* Work request: Would you please copy every line of the material that follows, exactly as it reads?

BEGIN Available data

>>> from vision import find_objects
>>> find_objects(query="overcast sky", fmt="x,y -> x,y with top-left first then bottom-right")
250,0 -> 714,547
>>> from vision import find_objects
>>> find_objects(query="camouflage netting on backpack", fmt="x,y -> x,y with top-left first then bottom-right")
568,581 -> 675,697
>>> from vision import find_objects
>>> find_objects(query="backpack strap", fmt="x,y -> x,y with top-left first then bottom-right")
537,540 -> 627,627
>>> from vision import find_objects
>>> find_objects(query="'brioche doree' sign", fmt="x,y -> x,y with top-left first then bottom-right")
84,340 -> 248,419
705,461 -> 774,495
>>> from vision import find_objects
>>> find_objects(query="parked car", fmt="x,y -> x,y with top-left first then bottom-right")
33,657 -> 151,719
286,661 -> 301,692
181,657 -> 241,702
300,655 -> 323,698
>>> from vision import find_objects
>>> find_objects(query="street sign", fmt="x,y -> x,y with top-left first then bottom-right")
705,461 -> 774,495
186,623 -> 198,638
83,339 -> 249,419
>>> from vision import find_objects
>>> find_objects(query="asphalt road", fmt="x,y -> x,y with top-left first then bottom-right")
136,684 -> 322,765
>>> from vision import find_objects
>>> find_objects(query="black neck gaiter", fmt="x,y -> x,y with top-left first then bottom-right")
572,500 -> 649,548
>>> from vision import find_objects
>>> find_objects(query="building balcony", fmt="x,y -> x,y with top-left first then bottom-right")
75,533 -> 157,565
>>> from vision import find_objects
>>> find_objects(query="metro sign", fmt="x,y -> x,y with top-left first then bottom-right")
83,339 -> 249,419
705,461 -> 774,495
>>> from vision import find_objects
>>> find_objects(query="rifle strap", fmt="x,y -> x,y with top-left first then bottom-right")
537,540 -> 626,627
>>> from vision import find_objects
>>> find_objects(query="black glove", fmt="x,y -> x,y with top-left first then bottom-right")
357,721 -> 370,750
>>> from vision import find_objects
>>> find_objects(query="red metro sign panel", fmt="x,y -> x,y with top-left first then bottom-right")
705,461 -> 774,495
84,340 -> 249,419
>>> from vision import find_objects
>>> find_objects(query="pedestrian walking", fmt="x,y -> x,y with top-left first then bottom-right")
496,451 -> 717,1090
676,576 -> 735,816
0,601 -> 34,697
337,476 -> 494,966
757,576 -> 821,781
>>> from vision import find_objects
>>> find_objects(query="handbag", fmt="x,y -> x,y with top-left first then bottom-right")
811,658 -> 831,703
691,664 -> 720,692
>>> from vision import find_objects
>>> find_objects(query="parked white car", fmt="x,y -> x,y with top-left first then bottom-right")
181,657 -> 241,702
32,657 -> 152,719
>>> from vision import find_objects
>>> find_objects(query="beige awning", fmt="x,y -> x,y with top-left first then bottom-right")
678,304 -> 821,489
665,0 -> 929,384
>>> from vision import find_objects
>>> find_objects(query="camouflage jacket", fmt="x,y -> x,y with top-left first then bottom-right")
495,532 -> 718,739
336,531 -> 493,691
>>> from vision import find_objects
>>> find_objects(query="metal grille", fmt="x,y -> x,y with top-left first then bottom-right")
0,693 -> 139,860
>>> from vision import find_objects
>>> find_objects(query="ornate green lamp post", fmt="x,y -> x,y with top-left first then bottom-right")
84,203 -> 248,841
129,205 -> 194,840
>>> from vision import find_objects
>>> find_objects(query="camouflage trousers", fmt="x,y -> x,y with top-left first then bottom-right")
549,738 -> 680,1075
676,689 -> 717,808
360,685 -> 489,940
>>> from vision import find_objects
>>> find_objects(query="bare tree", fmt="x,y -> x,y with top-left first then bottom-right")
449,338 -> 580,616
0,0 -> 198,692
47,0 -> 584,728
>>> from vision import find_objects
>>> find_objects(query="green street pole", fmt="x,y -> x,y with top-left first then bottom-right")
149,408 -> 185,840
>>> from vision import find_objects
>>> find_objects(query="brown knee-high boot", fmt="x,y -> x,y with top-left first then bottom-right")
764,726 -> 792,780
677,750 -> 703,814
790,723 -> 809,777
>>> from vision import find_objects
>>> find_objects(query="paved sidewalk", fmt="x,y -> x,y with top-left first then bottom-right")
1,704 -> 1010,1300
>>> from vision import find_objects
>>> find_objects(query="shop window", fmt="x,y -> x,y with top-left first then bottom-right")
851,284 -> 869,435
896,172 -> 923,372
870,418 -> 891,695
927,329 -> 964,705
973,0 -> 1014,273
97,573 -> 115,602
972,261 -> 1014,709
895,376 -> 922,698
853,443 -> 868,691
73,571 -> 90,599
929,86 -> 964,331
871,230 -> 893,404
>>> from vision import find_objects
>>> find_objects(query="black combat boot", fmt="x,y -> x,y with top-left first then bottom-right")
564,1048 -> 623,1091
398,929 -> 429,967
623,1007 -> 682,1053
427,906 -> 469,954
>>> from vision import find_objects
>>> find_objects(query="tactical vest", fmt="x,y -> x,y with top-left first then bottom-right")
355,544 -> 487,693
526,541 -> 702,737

END Available data

* Task response:
>>> from vision import find_objects
>>> find_objects(query="overcast sky", fmt="x,y -> x,y with top-left first then bottom-right")
250,0 -> 714,547
>>> from vision import find_objects
>>> find_objects(query="camouflage netting on backpack", fmt="x,y -> x,y with top-left first then bottom-right")
568,581 -> 675,697
>>> from vision import find_objects
>>> find_objects(query="backpack strap", fmt="x,y -> x,y with top-left first then bottom-right")
537,540 -> 627,627
>>> from vision import find_objects
>>> find_objects(query="'brioche doree' sign", fmt="x,y -> x,y with top-left first then bottom-right")
84,340 -> 248,419
705,461 -> 774,495
>>> from vision import find_objects
>>> find_objects(query="parked car", fmt="x,y -> x,y with top-left first then bottom-right")
33,657 -> 151,719
286,661 -> 301,692
181,657 -> 241,702
300,655 -> 323,698
>>> from vision import find_objects
>>> find_objects(query="street sign", fmt="x,y -> x,y with top-left first then bottom-right")
705,461 -> 774,495
186,623 -> 198,638
83,339 -> 249,419
>>> from vision import find_objects
>>> find_objects(query="asphalt road", fmt="x,y -> x,y with top-left first then bottom-right")
136,684 -> 322,765
>>> from vision import find_objects
>>> find_objects(query="black neck gaiter", fmt="x,y -> x,y with top-left first then bottom-right")
572,500 -> 649,548
>>> from vision import find_objects
>>> find_objects(query="building balcony", fmt="x,y -> x,y with top-left first then bottom-right")
75,533 -> 157,565
>>> from vision import find_objects
>>> find_objects(query="metro sign", fmt="x,y -> x,y with top-left first then bottom-right")
83,339 -> 249,419
705,461 -> 774,495
>>> from vision import find_objects
>>> find_objects(query="rifle strap", fmt="x,y -> x,y with top-left first then bottom-right")
537,540 -> 626,627
>>> from vision import find_objects
>>> find_objects(query="black glove", fmt="x,y -> x,y with top-left first then bottom-right")
357,721 -> 370,750
>>> from vision import find_objects
>>> find_objects(query="red metro sign panel", fmt="x,y -> x,y with top-left first then bottom-right")
705,461 -> 774,495
84,340 -> 249,419
>>> from vision import find_objects
>>> find_objects(query="pedestrian walking", fmt="x,y -> x,y with top-left first then bottom-right")
496,451 -> 717,1090
676,576 -> 735,816
0,601 -> 34,697
337,476 -> 494,966
757,576 -> 821,781
>>> from vision import find_objects
>>> find_objects(query="handbag", fmt="x,y -> x,y with top-left first then bottom-right")
811,658 -> 831,703
691,664 -> 720,692
>>> from vision import find_objects
>>> find_objects(query="parked white car", fmt="x,y -> x,y with top-left first then bottom-right")
181,657 -> 241,702
32,657 -> 152,719
>>> from vision import find_objects
>>> find_objects(query="beige awning", fmt="x,y -> x,y with top-left first then bottom-right")
678,304 -> 821,489
665,0 -> 929,384
>>> from vision import find_objects
>>> find_objects(query="camouflage jacket", fmt="x,y -> x,y with top-left first then bottom-right")
495,532 -> 718,739
336,531 -> 493,691
>>> from vision import find_objects
>>> find_objects(query="metal grille", fmt="x,y -> x,y with top-left first then bottom-right")
0,693 -> 139,860
>>> from vision import find_objects
>>> find_objects(query="ornate green lamp post", fmt="x,y -> x,y with top-left first then bottom-right")
84,203 -> 248,841
129,205 -> 194,840
>>> from vision import find_objects
>>> find_objects(query="camouflage trousers", fmt="x,y -> x,y with top-left first then bottom-right")
549,738 -> 680,1075
676,689 -> 717,808
360,685 -> 489,940
>>> from vision import find_objects
>>> find_objects(query="bare tree", fmt="x,y -> x,y with top-left first then bottom-right")
449,338 -> 580,616
0,0 -> 198,692
47,0 -> 584,728
>>> from vision import find_objects
>>> find_objects(query="green street pole", fmt="x,y -> x,y with top-left first then bottom-right")
149,408 -> 185,840
>>> from vision import find_objects
>>> find_objects(query="brown knee-high boot", fmt="x,y -> x,y with top-left first then bottom-right")
764,726 -> 792,780
677,750 -> 703,814
790,723 -> 809,777
>>> from vision import find_objects
>>> find_objects(query="paved sidewalk", fmt="x,y -> x,y with top-left first then bottom-right")
1,704 -> 1010,1300
>>> from vision import find_objects
>>> find_objects(query="shop window", fmt="x,y -> x,y with top-left first then bottom-right")
851,284 -> 869,435
896,172 -> 923,372
870,418 -> 891,695
927,329 -> 964,705
973,0 -> 1014,273
97,573 -> 115,602
972,261 -> 1014,709
895,376 -> 922,698
853,443 -> 868,691
73,571 -> 90,599
929,86 -> 964,331
871,230 -> 893,404
>>> from vision import find_objects
>>> find_objects(query="black combat boot", fmt="x,y -> x,y with top-left first then bottom-right")
564,1048 -> 623,1091
398,929 -> 429,967
623,1007 -> 682,1053
427,906 -> 469,954
>>> from vision import find_objects
>>> find_objects(query="tactical vest", fmt="x,y -> x,y with top-left first then bottom-right")
355,544 -> 487,693
526,541 -> 702,737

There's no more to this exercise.